* [Reading text]
::::
PHP script: json_encoded_array.php

<?php

/*
 * To change this license header, choose License Headers in Project Properties.
 * To change this template file, choose Tools | Templates
 * and open the template in the editor.
 */



/* set out document type to text/javascript instead of text/html */


$DEBUG = true;

if ($DEBUG) {
    header("Content-type: text/javascript");
    $arr = array(
        array(
            "active" => "0",
            "first_name" => "Darian",
            "last_name" => "Brown",
            "age" => "28",
            "email" => "darianbr@example.com"
        ),
        array(
            "active" => "1",
            "first_name" => "John",
            "last_name" => "Doe",
            "age" => "47",
            "email" => "john_doe@example.com"
        ) 
    );
} else {
    require_once('connection.php');
// $m_id= 8 has many enrolled course and 11 got exactly one course enrolled.
::::
* [What to do]
1 – In the PHP script, what age is given for John Doe?
2 – Return a passage of the PHP script word for word, starting at "PHP script: json_encoded_array.php" and ending after "in the editor.".
3 – Resume the PHP script from its last line.

* [Dataset records]
::::
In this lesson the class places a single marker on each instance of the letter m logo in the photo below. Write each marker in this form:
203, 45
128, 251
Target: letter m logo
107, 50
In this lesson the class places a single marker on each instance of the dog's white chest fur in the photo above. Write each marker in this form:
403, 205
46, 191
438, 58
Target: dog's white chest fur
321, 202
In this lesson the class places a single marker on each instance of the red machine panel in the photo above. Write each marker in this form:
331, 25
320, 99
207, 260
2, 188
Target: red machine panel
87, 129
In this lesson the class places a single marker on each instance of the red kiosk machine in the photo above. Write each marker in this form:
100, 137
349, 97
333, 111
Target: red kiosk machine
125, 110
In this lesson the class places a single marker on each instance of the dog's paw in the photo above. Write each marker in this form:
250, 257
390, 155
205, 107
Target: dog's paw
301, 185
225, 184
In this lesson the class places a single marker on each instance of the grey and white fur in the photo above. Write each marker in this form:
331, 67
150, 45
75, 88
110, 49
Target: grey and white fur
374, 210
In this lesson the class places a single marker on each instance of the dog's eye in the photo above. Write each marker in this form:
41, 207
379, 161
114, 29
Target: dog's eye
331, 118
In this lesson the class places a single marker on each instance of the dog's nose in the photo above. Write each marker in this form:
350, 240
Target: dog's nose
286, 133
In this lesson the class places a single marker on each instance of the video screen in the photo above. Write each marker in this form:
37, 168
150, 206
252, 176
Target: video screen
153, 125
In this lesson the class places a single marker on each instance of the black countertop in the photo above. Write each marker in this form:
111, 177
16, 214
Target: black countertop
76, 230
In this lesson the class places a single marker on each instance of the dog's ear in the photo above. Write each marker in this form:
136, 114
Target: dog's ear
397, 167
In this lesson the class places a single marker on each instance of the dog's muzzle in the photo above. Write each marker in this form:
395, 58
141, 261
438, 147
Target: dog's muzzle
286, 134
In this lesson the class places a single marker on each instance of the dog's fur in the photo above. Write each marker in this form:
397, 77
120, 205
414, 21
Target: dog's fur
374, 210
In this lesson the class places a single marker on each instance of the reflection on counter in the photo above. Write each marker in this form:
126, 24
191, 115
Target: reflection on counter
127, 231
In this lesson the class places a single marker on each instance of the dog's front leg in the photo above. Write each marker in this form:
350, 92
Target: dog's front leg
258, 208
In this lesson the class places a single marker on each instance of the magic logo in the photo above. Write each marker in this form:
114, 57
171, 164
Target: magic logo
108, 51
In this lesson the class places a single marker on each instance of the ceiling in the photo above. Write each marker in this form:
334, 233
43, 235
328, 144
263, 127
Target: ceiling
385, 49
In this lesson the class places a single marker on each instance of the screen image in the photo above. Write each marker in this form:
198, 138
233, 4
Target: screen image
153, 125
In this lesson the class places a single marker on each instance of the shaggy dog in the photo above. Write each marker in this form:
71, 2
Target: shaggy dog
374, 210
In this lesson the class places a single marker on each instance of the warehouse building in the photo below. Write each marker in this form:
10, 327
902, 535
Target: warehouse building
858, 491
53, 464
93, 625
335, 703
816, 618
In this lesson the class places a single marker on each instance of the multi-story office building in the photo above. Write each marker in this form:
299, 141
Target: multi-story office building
::::
* [Final answers]
1 – 47

2 –
PHP script: json_encoded_array.php

<?php

/*
 * To change this license header, choose License Headers in Project Properties.
 * To change this template file, choose Tools | Templates
 * and open the template in the editor.

3 –
    $m_id = 8;
    $p_id = 1;

    $qry1 = "SELECT distinct event.active as active, subject.code as 'courseCode', subject.name as     'courseName', event.event_desc as 'eventDesc' FROM applicant, event, subject, part where applicant.applicant_id = $m_id and applicant.event_id = event.id and event.subject_id=subject.id and part.id = subject.owner_id and part.id = $p_id order by event.active DESC, event.from_month DESC ";
    mysqli_set_charset($bd, 'utf-8');
    $result = mysqli_query($bd, $qry1);

    $arr = array();
    $i = 0;
    if (mysqli_num_rows($result) > 0) {
        while ( $rs = mysqli_fetch_assoc($result)  ) {
             $colhead = "active";
            $str = $rs['active'];

            $arr[$i] = array($colhead => $str);
            $i++;

                // just generate two record for testing
                if ($i === 2)
                break;

        }
    } 
}
echo json_encode($arr);
?>

解决方案

You need to add a header to output it as json in PHP script: json_encoded_array.php

 header("Content-type: application/json");

By default PHP will return text/html which is not a valid JSON for $.getJSON()

The MIME media type for JSON text is application/json. The default encoding is UTF-8. (Source: RFC 4627).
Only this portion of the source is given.